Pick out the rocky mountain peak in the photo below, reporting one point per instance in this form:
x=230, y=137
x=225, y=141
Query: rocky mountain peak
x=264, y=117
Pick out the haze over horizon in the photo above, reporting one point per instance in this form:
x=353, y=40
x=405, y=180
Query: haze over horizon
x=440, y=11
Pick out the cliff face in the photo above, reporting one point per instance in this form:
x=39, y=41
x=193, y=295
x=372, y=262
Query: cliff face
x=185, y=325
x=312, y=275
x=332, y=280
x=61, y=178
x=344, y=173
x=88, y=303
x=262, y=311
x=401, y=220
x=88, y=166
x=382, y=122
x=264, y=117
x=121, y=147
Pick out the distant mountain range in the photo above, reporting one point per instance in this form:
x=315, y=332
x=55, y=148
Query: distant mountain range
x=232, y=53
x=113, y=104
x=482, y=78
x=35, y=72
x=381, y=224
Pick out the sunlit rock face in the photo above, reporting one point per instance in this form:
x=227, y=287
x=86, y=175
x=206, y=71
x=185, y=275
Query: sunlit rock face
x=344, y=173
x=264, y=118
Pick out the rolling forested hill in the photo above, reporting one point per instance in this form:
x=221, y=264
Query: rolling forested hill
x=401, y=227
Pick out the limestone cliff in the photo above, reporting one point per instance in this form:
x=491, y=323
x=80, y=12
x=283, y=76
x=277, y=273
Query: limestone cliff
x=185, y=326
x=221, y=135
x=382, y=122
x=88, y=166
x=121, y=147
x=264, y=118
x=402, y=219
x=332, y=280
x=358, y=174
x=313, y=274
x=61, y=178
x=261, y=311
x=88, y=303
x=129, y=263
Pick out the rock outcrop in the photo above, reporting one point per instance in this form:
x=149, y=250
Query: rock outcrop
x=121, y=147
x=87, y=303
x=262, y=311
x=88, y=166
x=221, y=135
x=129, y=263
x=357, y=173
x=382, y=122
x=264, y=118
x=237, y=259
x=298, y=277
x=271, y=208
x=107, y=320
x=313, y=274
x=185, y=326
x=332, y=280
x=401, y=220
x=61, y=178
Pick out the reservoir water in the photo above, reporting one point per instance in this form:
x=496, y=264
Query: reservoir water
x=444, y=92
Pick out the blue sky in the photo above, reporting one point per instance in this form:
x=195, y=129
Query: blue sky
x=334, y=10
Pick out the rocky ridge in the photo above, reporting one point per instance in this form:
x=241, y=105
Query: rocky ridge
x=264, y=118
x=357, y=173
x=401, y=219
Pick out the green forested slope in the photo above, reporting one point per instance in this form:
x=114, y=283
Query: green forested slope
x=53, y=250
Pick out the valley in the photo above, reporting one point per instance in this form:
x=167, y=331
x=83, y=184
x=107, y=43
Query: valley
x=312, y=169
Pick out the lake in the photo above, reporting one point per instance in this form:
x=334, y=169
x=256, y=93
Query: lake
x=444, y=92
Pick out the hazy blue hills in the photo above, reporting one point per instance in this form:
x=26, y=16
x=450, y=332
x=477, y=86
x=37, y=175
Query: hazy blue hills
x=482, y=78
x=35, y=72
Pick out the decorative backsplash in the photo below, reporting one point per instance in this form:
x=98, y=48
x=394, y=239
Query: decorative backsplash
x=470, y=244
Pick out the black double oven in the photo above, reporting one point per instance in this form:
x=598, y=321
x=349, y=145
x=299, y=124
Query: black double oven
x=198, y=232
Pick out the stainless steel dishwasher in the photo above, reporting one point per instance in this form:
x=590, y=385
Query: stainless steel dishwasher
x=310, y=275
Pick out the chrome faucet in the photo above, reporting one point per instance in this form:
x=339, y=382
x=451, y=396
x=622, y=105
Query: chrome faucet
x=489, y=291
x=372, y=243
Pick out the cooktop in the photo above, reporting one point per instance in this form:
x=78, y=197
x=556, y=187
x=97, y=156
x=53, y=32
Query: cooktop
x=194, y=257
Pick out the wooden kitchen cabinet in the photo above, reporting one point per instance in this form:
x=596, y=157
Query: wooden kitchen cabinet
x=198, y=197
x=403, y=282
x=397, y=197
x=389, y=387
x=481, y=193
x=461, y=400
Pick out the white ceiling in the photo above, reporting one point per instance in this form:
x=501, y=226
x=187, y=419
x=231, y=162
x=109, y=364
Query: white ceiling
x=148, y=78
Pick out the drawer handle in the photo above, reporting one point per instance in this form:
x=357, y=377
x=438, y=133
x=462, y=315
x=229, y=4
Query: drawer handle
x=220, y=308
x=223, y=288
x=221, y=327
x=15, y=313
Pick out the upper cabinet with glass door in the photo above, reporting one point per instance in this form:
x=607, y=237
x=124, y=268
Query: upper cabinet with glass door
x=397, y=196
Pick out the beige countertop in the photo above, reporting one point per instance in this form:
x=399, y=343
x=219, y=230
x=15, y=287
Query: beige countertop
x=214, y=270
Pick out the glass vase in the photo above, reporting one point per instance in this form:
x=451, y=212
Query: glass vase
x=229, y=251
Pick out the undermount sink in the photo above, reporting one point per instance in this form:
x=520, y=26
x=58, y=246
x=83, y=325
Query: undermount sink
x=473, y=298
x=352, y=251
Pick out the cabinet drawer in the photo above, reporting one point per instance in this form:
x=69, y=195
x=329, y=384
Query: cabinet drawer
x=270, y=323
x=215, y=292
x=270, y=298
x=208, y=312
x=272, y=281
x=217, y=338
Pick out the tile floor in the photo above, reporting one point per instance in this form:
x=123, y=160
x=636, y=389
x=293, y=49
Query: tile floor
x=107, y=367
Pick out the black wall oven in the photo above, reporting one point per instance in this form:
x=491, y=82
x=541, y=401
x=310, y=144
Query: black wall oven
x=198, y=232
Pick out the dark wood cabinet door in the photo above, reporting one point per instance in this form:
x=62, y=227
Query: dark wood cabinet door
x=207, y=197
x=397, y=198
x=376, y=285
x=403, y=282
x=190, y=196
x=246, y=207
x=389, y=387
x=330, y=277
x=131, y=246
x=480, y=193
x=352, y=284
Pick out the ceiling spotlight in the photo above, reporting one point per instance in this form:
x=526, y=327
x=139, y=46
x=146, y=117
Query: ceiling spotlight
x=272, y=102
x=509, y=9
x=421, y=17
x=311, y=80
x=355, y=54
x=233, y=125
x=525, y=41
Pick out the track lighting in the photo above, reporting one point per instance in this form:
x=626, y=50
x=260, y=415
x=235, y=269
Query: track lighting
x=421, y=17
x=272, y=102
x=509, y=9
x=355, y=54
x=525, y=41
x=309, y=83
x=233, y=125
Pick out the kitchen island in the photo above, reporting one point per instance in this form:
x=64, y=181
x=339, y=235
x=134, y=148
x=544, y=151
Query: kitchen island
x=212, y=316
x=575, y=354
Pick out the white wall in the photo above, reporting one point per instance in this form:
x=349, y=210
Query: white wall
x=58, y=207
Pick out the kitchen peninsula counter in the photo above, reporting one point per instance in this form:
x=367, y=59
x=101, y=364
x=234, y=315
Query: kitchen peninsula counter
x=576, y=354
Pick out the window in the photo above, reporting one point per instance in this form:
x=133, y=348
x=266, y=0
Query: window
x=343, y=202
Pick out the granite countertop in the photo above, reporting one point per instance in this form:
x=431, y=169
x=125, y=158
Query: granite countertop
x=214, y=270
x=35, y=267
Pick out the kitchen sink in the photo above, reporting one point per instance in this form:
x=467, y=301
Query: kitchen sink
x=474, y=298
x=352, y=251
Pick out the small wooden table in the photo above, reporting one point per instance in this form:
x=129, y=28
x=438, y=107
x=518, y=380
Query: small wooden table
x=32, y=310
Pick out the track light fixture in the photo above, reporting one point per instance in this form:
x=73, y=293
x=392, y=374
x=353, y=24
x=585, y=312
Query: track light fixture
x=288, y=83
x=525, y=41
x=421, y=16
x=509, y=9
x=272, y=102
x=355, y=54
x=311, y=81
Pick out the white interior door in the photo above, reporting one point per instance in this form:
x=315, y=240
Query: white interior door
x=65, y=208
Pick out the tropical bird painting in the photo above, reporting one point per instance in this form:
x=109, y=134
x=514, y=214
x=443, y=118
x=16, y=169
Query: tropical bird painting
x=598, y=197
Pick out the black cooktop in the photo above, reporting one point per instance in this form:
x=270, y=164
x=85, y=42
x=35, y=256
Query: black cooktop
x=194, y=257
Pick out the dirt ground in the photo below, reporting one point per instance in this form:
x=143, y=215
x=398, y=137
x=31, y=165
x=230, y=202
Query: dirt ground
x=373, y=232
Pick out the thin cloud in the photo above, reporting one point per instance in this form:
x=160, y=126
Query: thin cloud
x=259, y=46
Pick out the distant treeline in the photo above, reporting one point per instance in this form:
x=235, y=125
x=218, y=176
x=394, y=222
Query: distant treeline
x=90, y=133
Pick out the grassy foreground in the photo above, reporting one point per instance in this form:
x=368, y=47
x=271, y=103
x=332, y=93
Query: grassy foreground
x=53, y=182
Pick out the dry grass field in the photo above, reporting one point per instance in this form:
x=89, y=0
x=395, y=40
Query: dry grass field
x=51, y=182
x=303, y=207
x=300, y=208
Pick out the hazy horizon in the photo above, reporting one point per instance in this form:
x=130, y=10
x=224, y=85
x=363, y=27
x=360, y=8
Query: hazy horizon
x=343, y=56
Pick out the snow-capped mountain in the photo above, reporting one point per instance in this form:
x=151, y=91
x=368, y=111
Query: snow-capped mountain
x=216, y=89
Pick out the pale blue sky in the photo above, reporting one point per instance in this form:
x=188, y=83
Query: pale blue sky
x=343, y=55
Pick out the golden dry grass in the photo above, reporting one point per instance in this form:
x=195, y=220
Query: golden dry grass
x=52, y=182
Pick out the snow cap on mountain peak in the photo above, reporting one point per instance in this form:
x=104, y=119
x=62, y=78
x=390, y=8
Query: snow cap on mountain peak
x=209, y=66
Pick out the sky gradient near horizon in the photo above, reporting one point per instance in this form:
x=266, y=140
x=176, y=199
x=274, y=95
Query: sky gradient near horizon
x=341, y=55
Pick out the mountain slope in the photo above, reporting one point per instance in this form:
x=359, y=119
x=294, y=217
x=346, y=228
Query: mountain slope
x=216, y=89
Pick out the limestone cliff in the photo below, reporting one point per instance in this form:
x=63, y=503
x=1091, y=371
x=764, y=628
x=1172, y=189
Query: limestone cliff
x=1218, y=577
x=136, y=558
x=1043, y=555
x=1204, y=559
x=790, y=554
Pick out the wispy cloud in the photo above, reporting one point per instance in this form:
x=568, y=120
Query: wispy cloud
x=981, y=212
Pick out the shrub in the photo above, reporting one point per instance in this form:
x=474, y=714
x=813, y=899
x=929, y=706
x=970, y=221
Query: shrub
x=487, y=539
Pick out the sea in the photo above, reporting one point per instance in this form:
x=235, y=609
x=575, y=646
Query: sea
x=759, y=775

WORK INSTRUCTIONS
Please copy out everything from the line containing "Pick out the snow cap" down to the final line above, reproducing each line unchanged.

ANSWER
Pick out the snow cap on mountain peak in the photo above, reporting one point per instance in this form:
x=104, y=119
x=62, y=78
x=390, y=8
Query: snow cap on mountain peak
x=209, y=66
Pick out the sky gradient near horizon in the photo above, reporting one point per instance in this form:
x=266, y=140
x=176, y=199
x=274, y=95
Query: sky gradient near horizon
x=341, y=55
Pick out the mountain slope in the photo above, reporting one point per instance in this form:
x=359, y=119
x=294, y=217
x=346, y=228
Query: mountain slope
x=216, y=89
Pick out the limestone cliff in the photo below, reporting one point per instance in this form:
x=63, y=503
x=1091, y=371
x=764, y=628
x=1172, y=189
Query: limestone cliff
x=1218, y=577
x=136, y=558
x=1043, y=555
x=1204, y=559
x=790, y=554
Pick out the wispy cloud in the photo above, reporting one point per instance in this form:
x=568, y=120
Query: wispy cloud
x=981, y=212
Pick out the shrub in the photo above, reporting one point per instance in this form:
x=474, y=714
x=813, y=899
x=929, y=706
x=970, y=221
Query: shrub
x=487, y=539
Pick out the sea in the photo above, reporting one point per instance in this form:
x=235, y=609
x=575, y=646
Query: sea
x=759, y=775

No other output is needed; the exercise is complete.